Segment Start: Passage to read

The Universidad de la Sierra Juárez (UNSIJ) is a university located in the town of Ixtlán de Juárez in the Mexican state of Oaxaca.  It is part of the State University System of Oaxaca (SUNEO) and is public institution of higher education and scientific research.  The university is funded by the Oaxaca State Government and the Mexican Federal Government.

History

Ixtlán de Juárez
The town of Ixtlán de Juárez existed before the Spanish Conquest of Mexico.  It is thought to have been founded in the latter half of the 15th century, by Zapotec people from the region around Tarabundi and San Pedro Laduu (though there are also neolithic remains in the area). The first settlers were probably warriors establishing a defensive outpost against Aztec invaders.  In 1859 Ixtlán was the site of a battle during the Reform War between liberal and conservative forces.  Some of the other communities in the municipality are probably several centuries older than the town of Ixtlán

University establishment
As a rural mountainous region, higher education had previously not been available.  In April 2005 the government of the state of Oaxaca established the Universidad de la Sierra Juarez to help further the development and education of citizens in the Sierra Norte region.  Currently the university offers degrees in the fields of forestry, computer science, environmental science, biology and natural resource technology.    UNSIJ also encourages four core academic activities among its students, including: teaching, research, cultural enrichment, and promotion of regional development.

Segment End: Passage to read

--- Work to be completed ---
Reproduce word for word the part of the text about the Universidad de la Sierra Juárez starting at "The Universidad de la Sierra Juárez" and ending at "Mexican Federal Government.". The records have no connection to the text about the Universidad de la Sierra Juárez.

Segment Start: Supplied information

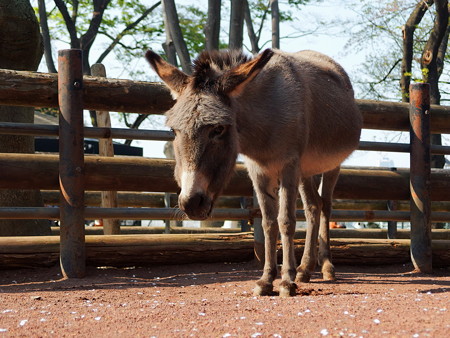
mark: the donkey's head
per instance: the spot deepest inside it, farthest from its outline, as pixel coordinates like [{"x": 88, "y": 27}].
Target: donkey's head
[{"x": 206, "y": 140}]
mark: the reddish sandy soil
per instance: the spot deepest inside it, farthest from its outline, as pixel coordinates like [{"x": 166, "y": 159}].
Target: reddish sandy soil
[{"x": 215, "y": 300}]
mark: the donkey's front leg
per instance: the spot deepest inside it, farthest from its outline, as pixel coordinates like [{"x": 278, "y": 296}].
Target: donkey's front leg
[
  {"x": 266, "y": 188},
  {"x": 312, "y": 204},
  {"x": 289, "y": 182}
]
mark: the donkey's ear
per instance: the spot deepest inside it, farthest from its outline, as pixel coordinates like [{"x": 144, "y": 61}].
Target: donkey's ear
[
  {"x": 234, "y": 81},
  {"x": 174, "y": 78}
]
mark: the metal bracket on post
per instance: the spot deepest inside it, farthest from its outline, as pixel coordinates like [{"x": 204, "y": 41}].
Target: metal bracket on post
[
  {"x": 71, "y": 163},
  {"x": 420, "y": 172}
]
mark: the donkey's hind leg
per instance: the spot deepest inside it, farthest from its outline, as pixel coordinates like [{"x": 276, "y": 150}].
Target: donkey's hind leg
[
  {"x": 326, "y": 189},
  {"x": 312, "y": 204},
  {"x": 288, "y": 193}
]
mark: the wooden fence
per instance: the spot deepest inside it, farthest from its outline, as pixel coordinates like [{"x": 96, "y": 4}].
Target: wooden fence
[{"x": 73, "y": 174}]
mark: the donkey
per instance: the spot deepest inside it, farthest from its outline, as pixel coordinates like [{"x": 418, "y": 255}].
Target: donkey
[{"x": 292, "y": 116}]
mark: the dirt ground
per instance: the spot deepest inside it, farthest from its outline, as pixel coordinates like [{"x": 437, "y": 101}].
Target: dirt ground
[{"x": 215, "y": 300}]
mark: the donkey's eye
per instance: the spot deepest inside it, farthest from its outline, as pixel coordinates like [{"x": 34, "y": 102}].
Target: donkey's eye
[{"x": 216, "y": 132}]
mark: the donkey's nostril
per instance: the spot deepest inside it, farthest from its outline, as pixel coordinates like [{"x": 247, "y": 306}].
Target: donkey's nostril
[{"x": 196, "y": 206}]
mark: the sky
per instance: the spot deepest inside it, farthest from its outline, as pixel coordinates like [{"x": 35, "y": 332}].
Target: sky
[{"x": 330, "y": 41}]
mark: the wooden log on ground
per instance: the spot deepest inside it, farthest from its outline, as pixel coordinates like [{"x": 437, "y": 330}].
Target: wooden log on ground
[
  {"x": 148, "y": 250},
  {"x": 299, "y": 233},
  {"x": 27, "y": 171},
  {"x": 141, "y": 230},
  {"x": 21, "y": 88}
]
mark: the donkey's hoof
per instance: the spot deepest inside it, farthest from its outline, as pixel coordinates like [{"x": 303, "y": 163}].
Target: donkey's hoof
[
  {"x": 303, "y": 277},
  {"x": 328, "y": 272},
  {"x": 287, "y": 289},
  {"x": 263, "y": 289}
]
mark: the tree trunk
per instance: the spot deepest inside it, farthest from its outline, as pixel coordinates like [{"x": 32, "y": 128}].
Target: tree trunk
[
  {"x": 431, "y": 68},
  {"x": 275, "y": 23},
  {"x": 236, "y": 24},
  {"x": 20, "y": 49},
  {"x": 212, "y": 27}
]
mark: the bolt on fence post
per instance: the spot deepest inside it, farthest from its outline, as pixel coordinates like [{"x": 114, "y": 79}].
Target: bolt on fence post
[
  {"x": 71, "y": 163},
  {"x": 420, "y": 172}
]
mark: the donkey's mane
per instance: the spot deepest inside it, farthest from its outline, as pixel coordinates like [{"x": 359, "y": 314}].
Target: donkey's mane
[{"x": 209, "y": 65}]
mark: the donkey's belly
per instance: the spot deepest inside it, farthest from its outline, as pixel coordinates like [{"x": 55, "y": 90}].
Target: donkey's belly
[{"x": 313, "y": 163}]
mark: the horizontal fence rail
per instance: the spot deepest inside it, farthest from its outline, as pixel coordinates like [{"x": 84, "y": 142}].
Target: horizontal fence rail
[
  {"x": 164, "y": 135},
  {"x": 20, "y": 88},
  {"x": 38, "y": 171},
  {"x": 217, "y": 214}
]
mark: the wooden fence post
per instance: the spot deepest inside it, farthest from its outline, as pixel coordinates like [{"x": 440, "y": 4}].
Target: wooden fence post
[
  {"x": 421, "y": 253},
  {"x": 106, "y": 148},
  {"x": 71, "y": 163}
]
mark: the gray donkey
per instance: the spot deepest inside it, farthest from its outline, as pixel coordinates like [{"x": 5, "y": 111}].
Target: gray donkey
[{"x": 293, "y": 116}]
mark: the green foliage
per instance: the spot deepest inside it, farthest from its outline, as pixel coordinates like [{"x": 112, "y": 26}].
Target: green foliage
[{"x": 380, "y": 34}]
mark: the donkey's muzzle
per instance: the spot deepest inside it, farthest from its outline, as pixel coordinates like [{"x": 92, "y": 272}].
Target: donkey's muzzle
[{"x": 197, "y": 207}]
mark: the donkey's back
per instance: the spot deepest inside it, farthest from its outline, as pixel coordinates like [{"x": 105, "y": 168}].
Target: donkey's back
[{"x": 304, "y": 104}]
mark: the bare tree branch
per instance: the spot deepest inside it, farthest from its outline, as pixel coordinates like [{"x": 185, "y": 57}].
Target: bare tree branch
[
  {"x": 46, "y": 37},
  {"x": 408, "y": 43},
  {"x": 254, "y": 40},
  {"x": 128, "y": 28},
  {"x": 70, "y": 24}
]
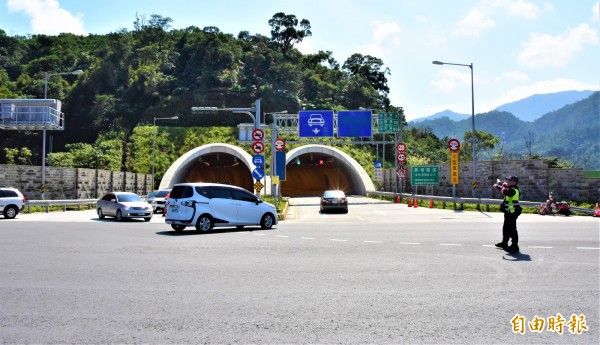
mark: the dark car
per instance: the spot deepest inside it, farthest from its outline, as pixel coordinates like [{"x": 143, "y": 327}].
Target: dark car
[
  {"x": 334, "y": 200},
  {"x": 158, "y": 199}
]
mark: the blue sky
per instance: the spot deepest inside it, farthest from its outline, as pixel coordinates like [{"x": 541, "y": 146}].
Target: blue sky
[{"x": 518, "y": 47}]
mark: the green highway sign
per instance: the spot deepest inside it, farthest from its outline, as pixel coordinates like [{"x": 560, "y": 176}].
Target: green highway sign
[
  {"x": 425, "y": 176},
  {"x": 387, "y": 122}
]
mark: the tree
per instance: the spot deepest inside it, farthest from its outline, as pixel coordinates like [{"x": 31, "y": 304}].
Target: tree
[
  {"x": 371, "y": 69},
  {"x": 284, "y": 31}
]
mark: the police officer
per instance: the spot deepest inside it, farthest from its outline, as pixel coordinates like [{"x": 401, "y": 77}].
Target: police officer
[{"x": 511, "y": 208}]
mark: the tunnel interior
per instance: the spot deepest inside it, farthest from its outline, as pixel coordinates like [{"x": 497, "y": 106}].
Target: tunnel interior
[
  {"x": 220, "y": 167},
  {"x": 310, "y": 174}
]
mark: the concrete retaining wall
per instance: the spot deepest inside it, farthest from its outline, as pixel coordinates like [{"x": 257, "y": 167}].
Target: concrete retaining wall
[{"x": 72, "y": 183}]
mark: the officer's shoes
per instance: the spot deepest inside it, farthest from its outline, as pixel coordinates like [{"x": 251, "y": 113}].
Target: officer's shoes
[
  {"x": 502, "y": 245},
  {"x": 513, "y": 248}
]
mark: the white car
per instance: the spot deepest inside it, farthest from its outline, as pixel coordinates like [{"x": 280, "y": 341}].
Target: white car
[
  {"x": 208, "y": 205},
  {"x": 12, "y": 201}
]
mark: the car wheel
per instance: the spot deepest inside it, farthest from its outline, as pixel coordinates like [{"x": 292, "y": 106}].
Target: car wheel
[
  {"x": 10, "y": 212},
  {"x": 119, "y": 216},
  {"x": 204, "y": 223},
  {"x": 177, "y": 228},
  {"x": 267, "y": 221}
]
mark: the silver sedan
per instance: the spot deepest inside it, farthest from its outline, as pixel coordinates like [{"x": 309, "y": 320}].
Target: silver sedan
[{"x": 123, "y": 205}]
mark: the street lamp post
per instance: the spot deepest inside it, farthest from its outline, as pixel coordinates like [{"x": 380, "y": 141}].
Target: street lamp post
[
  {"x": 154, "y": 141},
  {"x": 46, "y": 76},
  {"x": 472, "y": 118}
]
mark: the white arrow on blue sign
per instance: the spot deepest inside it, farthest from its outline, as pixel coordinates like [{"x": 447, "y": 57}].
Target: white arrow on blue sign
[
  {"x": 315, "y": 123},
  {"x": 258, "y": 160},
  {"x": 258, "y": 173}
]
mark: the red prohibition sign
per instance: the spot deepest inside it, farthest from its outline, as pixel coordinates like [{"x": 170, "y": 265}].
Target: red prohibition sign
[
  {"x": 258, "y": 147},
  {"x": 454, "y": 145},
  {"x": 279, "y": 144},
  {"x": 401, "y": 147},
  {"x": 258, "y": 134}
]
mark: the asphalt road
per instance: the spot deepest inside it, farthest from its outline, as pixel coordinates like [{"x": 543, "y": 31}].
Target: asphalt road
[{"x": 383, "y": 273}]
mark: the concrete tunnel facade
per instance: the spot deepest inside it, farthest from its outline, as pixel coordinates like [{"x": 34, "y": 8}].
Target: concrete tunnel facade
[{"x": 310, "y": 169}]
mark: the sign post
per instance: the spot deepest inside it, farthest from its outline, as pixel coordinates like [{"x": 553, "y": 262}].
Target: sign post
[{"x": 454, "y": 147}]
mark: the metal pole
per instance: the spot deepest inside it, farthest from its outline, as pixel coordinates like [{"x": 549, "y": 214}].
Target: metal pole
[
  {"x": 44, "y": 142},
  {"x": 473, "y": 129},
  {"x": 153, "y": 144}
]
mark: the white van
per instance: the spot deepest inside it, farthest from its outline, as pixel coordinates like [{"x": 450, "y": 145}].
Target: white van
[{"x": 208, "y": 205}]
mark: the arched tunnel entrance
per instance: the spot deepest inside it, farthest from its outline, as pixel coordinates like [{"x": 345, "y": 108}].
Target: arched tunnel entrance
[
  {"x": 310, "y": 169},
  {"x": 310, "y": 174}
]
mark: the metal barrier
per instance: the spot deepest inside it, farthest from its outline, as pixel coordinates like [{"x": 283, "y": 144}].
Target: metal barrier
[
  {"x": 64, "y": 203},
  {"x": 459, "y": 200}
]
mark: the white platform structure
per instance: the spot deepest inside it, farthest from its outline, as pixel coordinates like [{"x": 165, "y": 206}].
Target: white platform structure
[{"x": 31, "y": 114}]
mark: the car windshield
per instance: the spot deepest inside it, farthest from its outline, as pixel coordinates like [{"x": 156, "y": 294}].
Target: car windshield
[
  {"x": 334, "y": 194},
  {"x": 128, "y": 198}
]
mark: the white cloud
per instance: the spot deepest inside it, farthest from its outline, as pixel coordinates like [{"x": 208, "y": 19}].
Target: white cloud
[
  {"x": 450, "y": 79},
  {"x": 546, "y": 86},
  {"x": 524, "y": 9},
  {"x": 47, "y": 17},
  {"x": 516, "y": 76},
  {"x": 474, "y": 23},
  {"x": 547, "y": 50}
]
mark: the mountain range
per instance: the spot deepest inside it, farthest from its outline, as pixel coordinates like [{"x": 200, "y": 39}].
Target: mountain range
[
  {"x": 526, "y": 109},
  {"x": 571, "y": 132}
]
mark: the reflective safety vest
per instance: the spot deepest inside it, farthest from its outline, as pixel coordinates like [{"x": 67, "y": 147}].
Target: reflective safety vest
[{"x": 512, "y": 201}]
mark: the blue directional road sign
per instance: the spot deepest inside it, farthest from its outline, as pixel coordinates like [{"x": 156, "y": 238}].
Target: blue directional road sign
[
  {"x": 258, "y": 173},
  {"x": 315, "y": 123},
  {"x": 355, "y": 123},
  {"x": 258, "y": 160}
]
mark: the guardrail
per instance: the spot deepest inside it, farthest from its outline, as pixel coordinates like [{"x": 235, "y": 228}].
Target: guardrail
[
  {"x": 459, "y": 200},
  {"x": 64, "y": 203},
  {"x": 477, "y": 201}
]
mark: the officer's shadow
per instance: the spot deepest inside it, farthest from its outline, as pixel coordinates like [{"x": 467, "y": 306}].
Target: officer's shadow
[{"x": 518, "y": 256}]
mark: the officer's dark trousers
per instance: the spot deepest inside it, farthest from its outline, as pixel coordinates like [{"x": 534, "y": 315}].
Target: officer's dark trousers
[{"x": 509, "y": 229}]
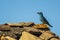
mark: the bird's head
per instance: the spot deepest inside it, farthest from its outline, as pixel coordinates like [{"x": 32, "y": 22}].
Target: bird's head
[{"x": 40, "y": 13}]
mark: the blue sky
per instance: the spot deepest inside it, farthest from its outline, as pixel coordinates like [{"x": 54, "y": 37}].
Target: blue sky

Segment End: Supplied information

--- Completed task ---
The Universidad de la Sierra Juárez (UNSIJ) is a university located in the town of Ixtlán de Juárez in the Mexican state of Oaxaca.  It is part of the State University System of Oaxaca (SUNEO) and is public institution of higher education and scientific research.  The university is funded by the Oaxaca State Government and the Mexican Federal Government.